How many lines in the data below contain the string "Query", matching case exactly? Give only the number.

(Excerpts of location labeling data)

____________________

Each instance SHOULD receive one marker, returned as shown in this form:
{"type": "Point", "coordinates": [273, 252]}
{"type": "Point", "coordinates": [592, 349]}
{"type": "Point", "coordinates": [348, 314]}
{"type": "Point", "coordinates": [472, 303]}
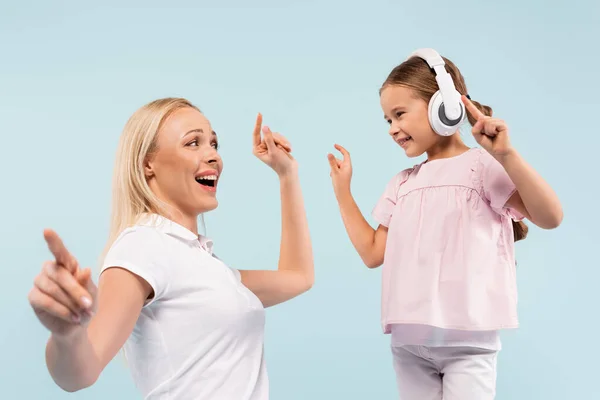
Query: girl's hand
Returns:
{"type": "Point", "coordinates": [273, 149]}
{"type": "Point", "coordinates": [341, 171]}
{"type": "Point", "coordinates": [490, 133]}
{"type": "Point", "coordinates": [63, 296]}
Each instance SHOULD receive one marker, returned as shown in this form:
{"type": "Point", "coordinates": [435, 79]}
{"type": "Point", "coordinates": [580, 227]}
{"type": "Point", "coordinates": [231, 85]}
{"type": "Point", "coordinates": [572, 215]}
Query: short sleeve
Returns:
{"type": "Point", "coordinates": [235, 271]}
{"type": "Point", "coordinates": [498, 187]}
{"type": "Point", "coordinates": [382, 213]}
{"type": "Point", "coordinates": [142, 251]}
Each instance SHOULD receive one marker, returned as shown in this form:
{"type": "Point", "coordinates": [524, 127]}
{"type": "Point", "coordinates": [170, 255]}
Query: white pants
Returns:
{"type": "Point", "coordinates": [445, 373]}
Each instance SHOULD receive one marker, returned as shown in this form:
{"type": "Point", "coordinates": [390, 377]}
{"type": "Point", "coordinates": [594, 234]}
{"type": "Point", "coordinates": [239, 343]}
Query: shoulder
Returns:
{"type": "Point", "coordinates": [400, 177]}
{"type": "Point", "coordinates": [139, 235]}
{"type": "Point", "coordinates": [140, 243]}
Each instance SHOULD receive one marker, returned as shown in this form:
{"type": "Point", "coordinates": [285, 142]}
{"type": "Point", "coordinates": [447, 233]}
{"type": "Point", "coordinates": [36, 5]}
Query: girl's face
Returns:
{"type": "Point", "coordinates": [185, 168]}
{"type": "Point", "coordinates": [409, 123]}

____________________

▸ **Solution for this exercise**
5